--- PAGE TEXT Enclosed Below ---
Authorities say they tracked the suspect’s footprints in the snow to a Kentucky house, where they found him hiding in a shower, about a mile south of where he crossed the river.
It is unclear whether Jarvis has an attorney.
No parole for man convicted in officer’s death
LEXINGTON (AP) — The Kentucky Parole Board has denied parole for a man convicted of manslaughter in the death of a Lexington police officer.
Media report the decision on Tuesday came after the widow of Officer Bryan Durman testified before the board on Monday, asking them to keep Glen Doneghy behind bars.
Durman was struck by Doneghy’s sport utility vehicle in 2010 as he answered a complaint about loud music and he died a short time later at a hospital.
Doneghy was convicted in 2011 and sentenced to 20 years, but the law at the time said defendants could be considered for parole after serving 20 percent of their sentence.
Lawmakers have since approved the Bryan Durman Act, which mandates a longer time behind bars for manslaughter convictions involving clearly identified police or firefighters.
Grant Co. officials approve needle exchange program
WILLIAMSTOWN (AP) — The Northern Kentucky Health Department is set to get its first needle exchange program.
The Kentucky Enquirer reports Grant County Fiscal Court agreed Monday to have the program in the department’s Williamstown Health Center.
Grant County is the eighth in the state to approve a syringe-access exchange program.
--- End of Enclosed PAGE TEXT ---
--- EXCERPTED DATA Enclosed Below ---
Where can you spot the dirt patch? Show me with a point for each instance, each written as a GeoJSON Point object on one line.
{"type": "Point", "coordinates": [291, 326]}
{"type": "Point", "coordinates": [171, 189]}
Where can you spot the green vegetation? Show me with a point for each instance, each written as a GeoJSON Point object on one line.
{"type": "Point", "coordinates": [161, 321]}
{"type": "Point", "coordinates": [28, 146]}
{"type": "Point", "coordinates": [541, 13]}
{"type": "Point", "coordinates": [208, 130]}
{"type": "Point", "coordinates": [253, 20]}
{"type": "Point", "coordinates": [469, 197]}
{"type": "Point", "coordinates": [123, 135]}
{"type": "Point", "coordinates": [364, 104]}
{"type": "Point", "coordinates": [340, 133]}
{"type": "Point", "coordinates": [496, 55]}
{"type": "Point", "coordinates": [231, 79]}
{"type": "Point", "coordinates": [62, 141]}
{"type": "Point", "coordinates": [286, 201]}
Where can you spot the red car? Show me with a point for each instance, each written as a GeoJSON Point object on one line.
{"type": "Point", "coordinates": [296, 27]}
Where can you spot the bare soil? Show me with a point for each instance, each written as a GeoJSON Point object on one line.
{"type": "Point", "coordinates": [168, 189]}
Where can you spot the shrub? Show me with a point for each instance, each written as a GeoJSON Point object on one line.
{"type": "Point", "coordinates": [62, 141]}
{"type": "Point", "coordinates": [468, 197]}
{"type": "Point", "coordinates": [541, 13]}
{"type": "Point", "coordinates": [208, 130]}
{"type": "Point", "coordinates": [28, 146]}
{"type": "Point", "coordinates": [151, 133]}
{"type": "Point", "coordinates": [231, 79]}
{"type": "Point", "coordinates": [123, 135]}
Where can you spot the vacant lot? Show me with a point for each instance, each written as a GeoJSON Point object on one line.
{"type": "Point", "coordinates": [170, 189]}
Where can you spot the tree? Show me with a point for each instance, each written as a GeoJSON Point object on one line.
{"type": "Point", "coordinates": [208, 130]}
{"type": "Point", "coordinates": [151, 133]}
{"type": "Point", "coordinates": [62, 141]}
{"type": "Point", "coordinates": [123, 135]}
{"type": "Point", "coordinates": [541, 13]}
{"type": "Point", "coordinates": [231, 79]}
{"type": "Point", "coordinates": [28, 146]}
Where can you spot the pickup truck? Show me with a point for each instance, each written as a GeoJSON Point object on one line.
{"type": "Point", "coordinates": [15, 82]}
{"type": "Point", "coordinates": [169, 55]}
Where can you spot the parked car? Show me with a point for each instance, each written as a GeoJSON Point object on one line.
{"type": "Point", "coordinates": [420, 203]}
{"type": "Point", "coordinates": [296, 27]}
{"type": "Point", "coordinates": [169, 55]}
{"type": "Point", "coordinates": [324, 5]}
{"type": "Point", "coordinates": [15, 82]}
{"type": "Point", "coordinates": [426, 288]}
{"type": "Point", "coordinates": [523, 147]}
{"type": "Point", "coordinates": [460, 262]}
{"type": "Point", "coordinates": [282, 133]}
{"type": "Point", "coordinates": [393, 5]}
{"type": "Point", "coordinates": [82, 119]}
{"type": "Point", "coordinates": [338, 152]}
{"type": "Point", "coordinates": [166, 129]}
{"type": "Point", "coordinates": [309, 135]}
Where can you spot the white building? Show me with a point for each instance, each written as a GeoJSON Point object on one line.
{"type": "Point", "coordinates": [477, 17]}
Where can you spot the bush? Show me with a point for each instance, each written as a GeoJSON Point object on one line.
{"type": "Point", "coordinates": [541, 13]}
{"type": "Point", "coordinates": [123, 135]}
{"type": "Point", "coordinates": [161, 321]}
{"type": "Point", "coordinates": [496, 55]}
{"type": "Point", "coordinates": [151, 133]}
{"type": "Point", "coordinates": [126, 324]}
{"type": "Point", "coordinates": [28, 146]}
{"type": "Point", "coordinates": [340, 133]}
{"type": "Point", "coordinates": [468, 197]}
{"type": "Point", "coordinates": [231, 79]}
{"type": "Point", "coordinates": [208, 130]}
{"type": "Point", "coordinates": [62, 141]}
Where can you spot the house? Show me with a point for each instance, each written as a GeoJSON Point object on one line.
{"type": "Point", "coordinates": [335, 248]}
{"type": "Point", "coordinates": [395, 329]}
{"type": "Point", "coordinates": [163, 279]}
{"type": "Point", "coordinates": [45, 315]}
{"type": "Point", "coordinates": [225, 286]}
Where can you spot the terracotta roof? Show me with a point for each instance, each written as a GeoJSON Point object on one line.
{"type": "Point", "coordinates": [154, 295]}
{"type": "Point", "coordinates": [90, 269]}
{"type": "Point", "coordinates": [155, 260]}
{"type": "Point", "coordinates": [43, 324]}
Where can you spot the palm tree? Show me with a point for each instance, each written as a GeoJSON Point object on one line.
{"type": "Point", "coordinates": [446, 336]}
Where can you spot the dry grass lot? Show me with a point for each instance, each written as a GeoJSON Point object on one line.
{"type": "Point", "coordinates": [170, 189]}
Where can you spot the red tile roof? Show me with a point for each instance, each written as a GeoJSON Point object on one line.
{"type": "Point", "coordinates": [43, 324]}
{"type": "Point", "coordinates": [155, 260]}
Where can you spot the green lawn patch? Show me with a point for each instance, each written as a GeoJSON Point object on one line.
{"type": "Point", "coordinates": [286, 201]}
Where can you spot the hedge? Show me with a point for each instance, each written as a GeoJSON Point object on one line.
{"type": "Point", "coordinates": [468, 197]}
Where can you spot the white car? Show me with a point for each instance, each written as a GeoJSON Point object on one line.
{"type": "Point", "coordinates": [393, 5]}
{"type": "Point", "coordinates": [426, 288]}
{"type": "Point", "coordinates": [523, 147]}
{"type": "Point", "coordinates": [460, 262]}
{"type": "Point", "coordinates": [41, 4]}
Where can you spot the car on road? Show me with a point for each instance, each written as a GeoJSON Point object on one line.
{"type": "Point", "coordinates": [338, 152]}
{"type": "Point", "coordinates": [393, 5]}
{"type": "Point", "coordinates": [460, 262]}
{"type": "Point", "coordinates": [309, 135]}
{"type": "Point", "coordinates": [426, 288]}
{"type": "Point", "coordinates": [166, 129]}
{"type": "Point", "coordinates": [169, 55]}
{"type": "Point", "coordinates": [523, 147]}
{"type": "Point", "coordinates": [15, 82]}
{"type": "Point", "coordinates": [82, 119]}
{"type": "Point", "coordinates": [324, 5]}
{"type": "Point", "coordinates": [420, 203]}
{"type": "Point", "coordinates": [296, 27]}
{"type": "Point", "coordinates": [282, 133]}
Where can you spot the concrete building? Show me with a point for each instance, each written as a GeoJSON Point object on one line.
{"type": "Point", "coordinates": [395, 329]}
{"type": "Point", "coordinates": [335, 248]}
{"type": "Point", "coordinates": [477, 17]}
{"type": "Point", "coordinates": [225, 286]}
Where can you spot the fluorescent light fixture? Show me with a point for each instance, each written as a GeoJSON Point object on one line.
--- End of Enclosed EXCERPTED DATA ---
▸ **TASK SET**:
[1] Reproduce the stretch of the Kentucky news briefs from "Doneghy was convicted" through "Williamstown Health Center.".
[2] Write the next part of the Kentucky news briefs, picking up after the final sentence shown.

▸ **ANSWERS FOR EACH ITEM**:
[1]
Doneghy was convicted in 2011 and sentenced to 20 years, but the law at the time said defendants could be considered for parole after serving 20 percent of their sentence.
Lawmakers have since approved the Bryan Durman Act, which mandates a longer time behind bars for manslaughter convictions involving clearly identified police or firefighters.
Grant Co. officials approve needle exchange program
WILLIAMSTOWN (AP) — The Northern Kentucky Health Department is set to get its first needle exchange program.
The Kentucky Enquirer reports Grant County Fiscal Court agreed Monday to have the program in the department’s Williamstown Health Center.

[2]
Dr. Lynne Saddler, the health department’s district director, says the programs aren’t only a response to the region’s heroin epidemic, but are also a crucial step to prevent the spread of hepatitis C and HIV in communities.
Health department spokeswoman Emily Gresham-Wherle says the program’s opening date wasn’t immediately decided.
The health department’s concept will exchange clean for contaminated needles, and provide testing and other services that the department already offers. Another goal is to help guide drug users toward treatment.
Trial set for former Ohio college basketball coach
COVINGTON (AP) — A bench trial has been set for a former Ohio college women’s basketball coach accused of groping a player in northern Kentucky.
The Cincinnati Enquirer reports court records show the trial of former Xavier University assistant women’s basketball coach Brian McKey is expected to start March 21 in Kenton County.
McKey’s attorney earlier entered a not-guilty plea for the 29-year-old on a misdemeanor charge of third-degree sexual assault.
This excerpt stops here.